_GOAL OF THE EXERCISE_: Convert every line of the data below into a Markdown table with the columns Row and Line, numbering the rows and skipping blank lines. Omit the pictures from the table.

_DATASET RECORDS_:

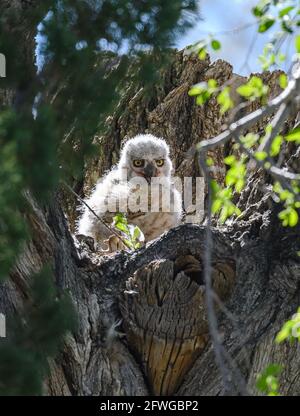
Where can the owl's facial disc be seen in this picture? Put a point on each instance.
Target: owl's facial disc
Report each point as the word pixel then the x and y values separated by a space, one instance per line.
pixel 146 169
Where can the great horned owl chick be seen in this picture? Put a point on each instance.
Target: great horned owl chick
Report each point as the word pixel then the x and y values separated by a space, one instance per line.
pixel 144 158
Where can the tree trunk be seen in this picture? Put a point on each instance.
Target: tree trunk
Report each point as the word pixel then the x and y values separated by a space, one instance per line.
pixel 142 320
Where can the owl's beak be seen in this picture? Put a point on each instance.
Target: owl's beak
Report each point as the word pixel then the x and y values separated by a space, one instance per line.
pixel 149 171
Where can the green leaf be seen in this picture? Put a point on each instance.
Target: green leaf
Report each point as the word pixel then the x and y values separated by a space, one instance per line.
pixel 215 44
pixel 265 23
pixel 209 161
pixel 275 146
pixel 283 81
pixel 293 136
pixel 229 160
pixel 260 155
pixel 202 54
pixel 245 90
pixel 216 206
pixel 293 218
pixel 285 11
pixel 297 43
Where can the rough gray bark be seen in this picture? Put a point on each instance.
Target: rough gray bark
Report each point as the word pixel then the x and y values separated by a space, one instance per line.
pixel 117 349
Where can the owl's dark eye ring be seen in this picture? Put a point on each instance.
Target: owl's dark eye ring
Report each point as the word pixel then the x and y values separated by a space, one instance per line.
pixel 138 163
pixel 160 162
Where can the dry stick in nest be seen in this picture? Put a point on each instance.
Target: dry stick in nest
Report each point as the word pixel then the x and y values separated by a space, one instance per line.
pixel 111 229
pixel 220 351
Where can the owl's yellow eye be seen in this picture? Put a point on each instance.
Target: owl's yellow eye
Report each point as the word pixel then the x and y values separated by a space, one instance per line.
pixel 138 163
pixel 160 162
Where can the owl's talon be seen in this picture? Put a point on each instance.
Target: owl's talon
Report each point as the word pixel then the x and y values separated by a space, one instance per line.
pixel 114 244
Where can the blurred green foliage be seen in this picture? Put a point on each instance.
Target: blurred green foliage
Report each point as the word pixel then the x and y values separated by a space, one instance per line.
pixel 48 121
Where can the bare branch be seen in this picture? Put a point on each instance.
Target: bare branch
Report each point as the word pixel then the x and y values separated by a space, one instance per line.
pixel 248 121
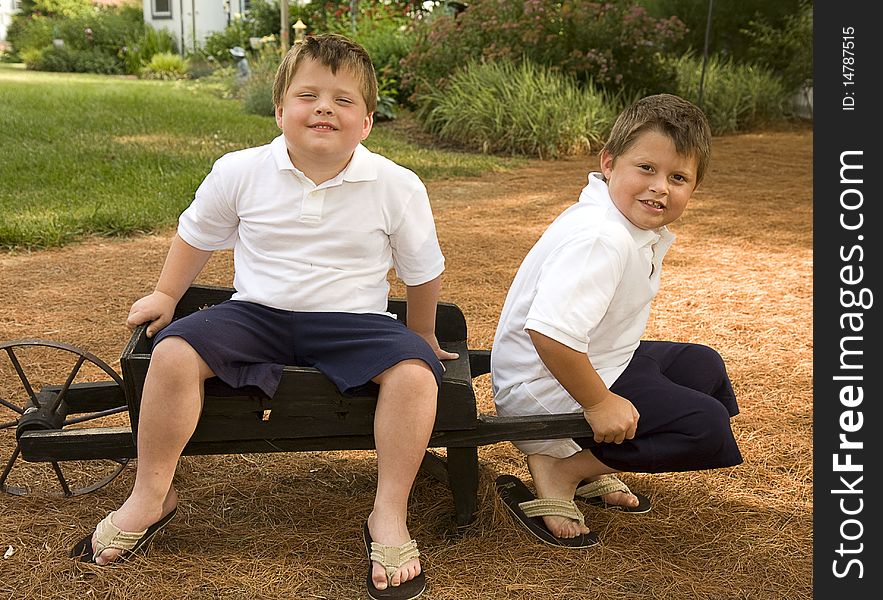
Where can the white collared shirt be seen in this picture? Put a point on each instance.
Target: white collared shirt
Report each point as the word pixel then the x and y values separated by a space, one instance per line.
pixel 299 246
pixel 587 283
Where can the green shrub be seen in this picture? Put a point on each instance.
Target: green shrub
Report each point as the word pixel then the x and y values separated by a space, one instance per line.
pixel 787 50
pixel 94 39
pixel 256 92
pixel 28 33
pixel 523 108
pixel 615 44
pixel 71 60
pixel 734 97
pixel 165 65
pixel 140 51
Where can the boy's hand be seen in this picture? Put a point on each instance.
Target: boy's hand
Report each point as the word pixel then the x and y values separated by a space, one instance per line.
pixel 156 308
pixel 439 353
pixel 613 419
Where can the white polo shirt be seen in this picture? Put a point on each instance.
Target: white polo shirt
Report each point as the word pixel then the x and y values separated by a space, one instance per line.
pixel 298 246
pixel 587 283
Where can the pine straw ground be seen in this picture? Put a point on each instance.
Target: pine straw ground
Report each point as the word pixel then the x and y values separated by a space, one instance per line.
pixel 267 526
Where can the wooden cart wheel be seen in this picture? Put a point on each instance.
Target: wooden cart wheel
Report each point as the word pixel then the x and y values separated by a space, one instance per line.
pixel 45 386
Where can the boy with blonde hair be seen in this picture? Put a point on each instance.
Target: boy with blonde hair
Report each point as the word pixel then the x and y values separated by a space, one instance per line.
pixel 569 336
pixel 315 221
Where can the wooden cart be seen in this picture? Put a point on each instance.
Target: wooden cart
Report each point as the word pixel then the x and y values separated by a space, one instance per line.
pixel 60 424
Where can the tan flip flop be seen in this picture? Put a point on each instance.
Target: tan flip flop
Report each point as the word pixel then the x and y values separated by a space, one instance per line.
pixel 592 491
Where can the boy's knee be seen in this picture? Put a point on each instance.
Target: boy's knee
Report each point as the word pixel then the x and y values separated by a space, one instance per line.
pixel 173 354
pixel 414 372
pixel 706 357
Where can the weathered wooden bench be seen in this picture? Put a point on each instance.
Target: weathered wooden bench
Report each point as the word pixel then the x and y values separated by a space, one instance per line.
pixel 307 413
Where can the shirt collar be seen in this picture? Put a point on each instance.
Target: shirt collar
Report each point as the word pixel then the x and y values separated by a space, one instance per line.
pixel 360 167
pixel 598 193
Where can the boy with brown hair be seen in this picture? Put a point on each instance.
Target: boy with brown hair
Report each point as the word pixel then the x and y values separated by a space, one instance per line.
pixel 315 221
pixel 569 336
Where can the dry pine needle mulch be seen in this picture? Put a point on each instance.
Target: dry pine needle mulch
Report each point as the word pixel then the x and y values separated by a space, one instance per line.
pixel 274 526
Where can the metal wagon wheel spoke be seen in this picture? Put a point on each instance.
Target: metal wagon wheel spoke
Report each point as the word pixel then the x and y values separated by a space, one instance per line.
pixel 24 389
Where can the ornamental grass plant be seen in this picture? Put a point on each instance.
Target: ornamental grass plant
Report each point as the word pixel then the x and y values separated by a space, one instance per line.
pixel 519 108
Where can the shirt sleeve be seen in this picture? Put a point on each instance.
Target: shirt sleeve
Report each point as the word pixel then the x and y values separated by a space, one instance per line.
pixel 211 221
pixel 416 253
pixel 574 289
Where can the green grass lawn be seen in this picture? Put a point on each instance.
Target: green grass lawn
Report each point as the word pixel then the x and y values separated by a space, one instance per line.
pixel 97 155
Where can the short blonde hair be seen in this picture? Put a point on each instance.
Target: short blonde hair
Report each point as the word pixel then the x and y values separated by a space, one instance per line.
pixel 682 121
pixel 335 52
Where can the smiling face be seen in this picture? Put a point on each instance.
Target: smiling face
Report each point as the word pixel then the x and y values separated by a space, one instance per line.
pixel 650 183
pixel 323 117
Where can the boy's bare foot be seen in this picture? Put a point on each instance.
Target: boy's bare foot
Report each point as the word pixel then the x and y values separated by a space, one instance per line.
pixel 134 515
pixel 391 532
pixel 617 498
pixel 552 479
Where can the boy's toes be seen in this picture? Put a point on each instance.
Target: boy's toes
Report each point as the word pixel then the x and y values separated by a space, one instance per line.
pixel 378 576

_RIGHT ANSWER_:
| Row | Line |
|---|---|
| 1 | Where can the owl's facial disc be seen in this picture? Put a point on each instance. |
| 2 | Target: owl's facial disc |
| 3 | Report each point as the word pixel then the x and y values separated by a space, one instance per line. |
| 4 | pixel 146 169 |
| 5 | Where can the great horned owl chick be seen in this picture? Put a point on each instance. |
| 6 | Target: great horned owl chick |
| 7 | Report each point as the word pixel then the x and y values separated by a space, one instance per line. |
| 8 | pixel 144 158 |
| 9 | Where can the tree trunk be seen in this picture? Put a point on each instance. |
| 10 | Target: tree trunk |
| 11 | Report each point as the word pixel then the x and y values separated by a space, one instance per line. |
| 12 | pixel 142 320 |
| 13 | Where can the owl's beak be seen in this picture? Put a point on each instance. |
| 14 | Target: owl's beak |
| 15 | Report each point as the word pixel then the x and y values separated by a space, one instance per line. |
| 16 | pixel 149 171 |
| 17 | Where can the green leaf be seen in this picture? Put a point on each instance. |
| 18 | Target: green leaf |
| 19 | Report each point as the word pixel then the x and y values separated by a space, one instance per line. |
| 20 | pixel 215 44 |
| 21 | pixel 265 23 |
| 22 | pixel 209 161 |
| 23 | pixel 275 146 |
| 24 | pixel 283 81 |
| 25 | pixel 293 136 |
| 26 | pixel 229 160 |
| 27 | pixel 260 155 |
| 28 | pixel 202 54 |
| 29 | pixel 245 90 |
| 30 | pixel 216 206 |
| 31 | pixel 293 218 |
| 32 | pixel 285 11 |
| 33 | pixel 297 43 |
| 34 | Where can the rough gray bark be seen in this picture? Put a point on each instance. |
| 35 | Target: rough gray bark |
| 36 | Report each point as the word pixel then the x and y values separated by a space, one instance per line. |
| 37 | pixel 117 349 |
| 38 | Where can the owl's dark eye ring be seen in this picture? Put a point on each instance. |
| 39 | Target: owl's dark eye ring |
| 40 | Report each point as the word pixel then the x and y values separated by a space, one instance per line. |
| 41 | pixel 138 163 |
| 42 | pixel 160 162 |
| 43 | Where can the dry stick in nest be seen in this picture? Put a point on each instance. |
| 44 | Target: dry stick in nest |
| 45 | Report each point as the word pixel then the x and y values separated by a space, one instance per line. |
| 46 | pixel 111 229 |
| 47 | pixel 220 351 |
| 48 | Where can the owl's yellow eye be seen in this picture? Put a point on each instance. |
| 49 | Target: owl's yellow eye |
| 50 | Report each point as the word pixel then the x and y values separated by a space, one instance per line. |
| 51 | pixel 138 163 |
| 52 | pixel 160 162 |
| 53 | Where can the owl's talon be seen in this picture? Put a point on each instance. |
| 54 | Target: owl's talon |
| 55 | Report each point as the word pixel then the x and y values separated by a space, one instance per line. |
| 56 | pixel 114 244 |
| 57 | Where can the blurred green foliage be seen in this picture? Put a point on each instance. |
| 58 | Target: blurred green foliage |
| 59 | Report each point as the word pixel then the x and y values separated by a space, one instance per line. |
| 60 | pixel 48 121 |
| 61 | Where can the bare branch be seen in this picture? Put a point on each instance. |
| 62 | Target: bare branch |
| 63 | Report each point as the word pixel then the x and y values separated by a space, one instance per line. |
| 64 | pixel 248 121 |
| 65 | Where can the white collared shirt be seen in this picture? Put a point on each instance. |
| 66 | Target: white collared shirt |
| 67 | Report each point as the word pixel then the x and y values separated by a space, one instance per line. |
| 68 | pixel 299 246 |
| 69 | pixel 587 283 |
| 70 | Where can the green shrub be seen in this picture? Put a point on each instance. |
| 71 | Target: green shrub |
| 72 | Report each point as the word pixel then the x and y values separated by a space, one instance per line. |
| 73 | pixel 787 50 |
| 74 | pixel 94 39 |
| 75 | pixel 256 92 |
| 76 | pixel 28 33 |
| 77 | pixel 523 108 |
| 78 | pixel 615 44 |
| 79 | pixel 71 60 |
| 80 | pixel 734 97 |
| 81 | pixel 165 65 |
| 82 | pixel 140 51 |
| 83 | Where can the boy's hand be seen in this picture? Put a point on each instance. |
| 84 | Target: boy's hand |
| 85 | Report each point as the word pixel then the x and y values separated by a space, one instance per line. |
| 86 | pixel 156 308 |
| 87 | pixel 439 353 |
| 88 | pixel 613 419 |
| 89 | Where can the white polo shirt be seen in this picture? Put a point on each instance. |
| 90 | Target: white polo shirt |
| 91 | Report each point as the word pixel then the x and y values separated by a space, one instance per line. |
| 92 | pixel 298 246 |
| 93 | pixel 587 283 |
| 94 | Where can the pine straw ground be seen in this picture? Put a point on each instance. |
| 95 | Target: pine straw ground |
| 96 | Report each point as the word pixel then the x and y values separated by a space, one instance per line. |
| 97 | pixel 267 526 |
| 98 | Where can the wooden cart wheel be seen in this picture? Put a point on each instance. |
| 99 | Target: wooden cart wheel |
| 100 | Report each point as the word pixel then the x and y values separated by a space, one instance per line. |
| 101 | pixel 45 386 |
| 102 | Where can the boy with blonde hair be seen in this picture? Put a point on each instance. |
| 103 | Target: boy with blonde hair |
| 104 | Report each point as the word pixel then the x and y values separated by a space, one instance per line. |
| 105 | pixel 569 336 |
| 106 | pixel 315 221 |
| 107 | Where can the wooden cart be seen in this picture? Put a point on each instance. |
| 108 | Target: wooden cart |
| 109 | Report each point as the word pixel then the x and y values separated by a space, one instance per line. |
| 110 | pixel 60 424 |
| 111 | Where can the tan flip flop be seen in this picture? Put a point on each instance. |
| 112 | Target: tan flip flop |
| 113 | Report each point as the word pixel then the x and y values separated by a space, one instance per line. |
| 114 | pixel 592 491 |
| 115 | Where can the boy's knee be seen in this picture? Put a point on each instance. |
| 116 | Target: boy's knee |
| 117 | Report each point as the word pixel then the x and y values separated by a space, one instance per line. |
| 118 | pixel 173 354 |
| 119 | pixel 414 372 |
| 120 | pixel 706 357 |
| 121 | Where can the weathered wooden bench be seen in this picture? Put a point on each instance. |
| 122 | Target: weathered wooden bench |
| 123 | Report each point as the word pixel then the x and y values separated by a space, one instance per line. |
| 124 | pixel 307 413 |
| 125 | Where can the shirt collar be seen in this picture? Put a point on each instance. |
| 126 | Target: shirt collar |
| 127 | Report each point as the word pixel then the x and y values separated by a space, one instance per line. |
| 128 | pixel 360 167 |
| 129 | pixel 598 193 |
| 130 | Where can the boy with brown hair be seen in this picture? Put a point on each instance. |
| 131 | Target: boy with brown hair |
| 132 | Report each point as the word pixel then the x and y values separated by a space, one instance per line. |
| 133 | pixel 315 221 |
| 134 | pixel 569 336 |
| 135 | Where can the dry pine needle mulch be seen in this picture? Put a point on each instance. |
| 136 | Target: dry pine needle mulch |
| 137 | Report each point as the word pixel then the x and y values separated by a space, one instance per line. |
| 138 | pixel 274 526 |
| 139 | Where can the metal wagon wheel spoke be seen in this picture? Put a point on each instance. |
| 140 | Target: metal wagon wheel spoke |
| 141 | Report each point as the word pixel then the x and y values separated by a space, one instance per line. |
| 142 | pixel 24 389 |
| 143 | Where can the ornamental grass plant be seen in this picture? Put a point on each instance. |
| 144 | Target: ornamental grass plant |
| 145 | Report each point as the word pixel then the x and y values separated by a space, one instance per line. |
| 146 | pixel 519 108 |
| 147 | Where can the shirt sleeve be seen in this picture? Put a point on each instance. |
| 148 | Target: shirt sleeve |
| 149 | Report each point as the word pixel then the x and y values separated by a space, one instance per line. |
| 150 | pixel 211 221 |
| 151 | pixel 416 253 |
| 152 | pixel 574 289 |
| 153 | Where can the green grass lawn be seen in this picture? Put a point on each instance. |
| 154 | Target: green grass lawn |
| 155 | Report each point as the word pixel then the x and y values separated by a space, one instance per line. |
| 156 | pixel 97 155 |
| 157 | Where can the short blonde hair be seen in this picture? Put a point on each instance. |
| 158 | Target: short blonde hair |
| 159 | Report each point as the word pixel then the x and y values separated by a space, one instance per line. |
| 160 | pixel 682 121 |
| 161 | pixel 335 52 |
| 162 | Where can the smiling face be seen in this picture? Put a point on each instance. |
| 163 | Target: smiling face |
| 164 | Report each point as the word pixel then the x and y values separated by a space, one instance per line. |
| 165 | pixel 650 183 |
| 166 | pixel 323 117 |
| 167 | Where can the boy's bare foot be seen in this picture? Put a point on each instance. |
| 168 | Target: boy's bare foot |
| 169 | Report each point as the word pixel then the x and y values separated by a space, one instance per line. |
| 170 | pixel 134 515 |
| 171 | pixel 391 532 |
| 172 | pixel 617 498 |
| 173 | pixel 552 479 |
| 174 | Where can the boy's toes be seen in this picture? Put a point on each instance. |
| 175 | Target: boy's toes |
| 176 | Report each point as the word pixel then the x and y values separated by a space, one instance per line. |
| 177 | pixel 378 576 |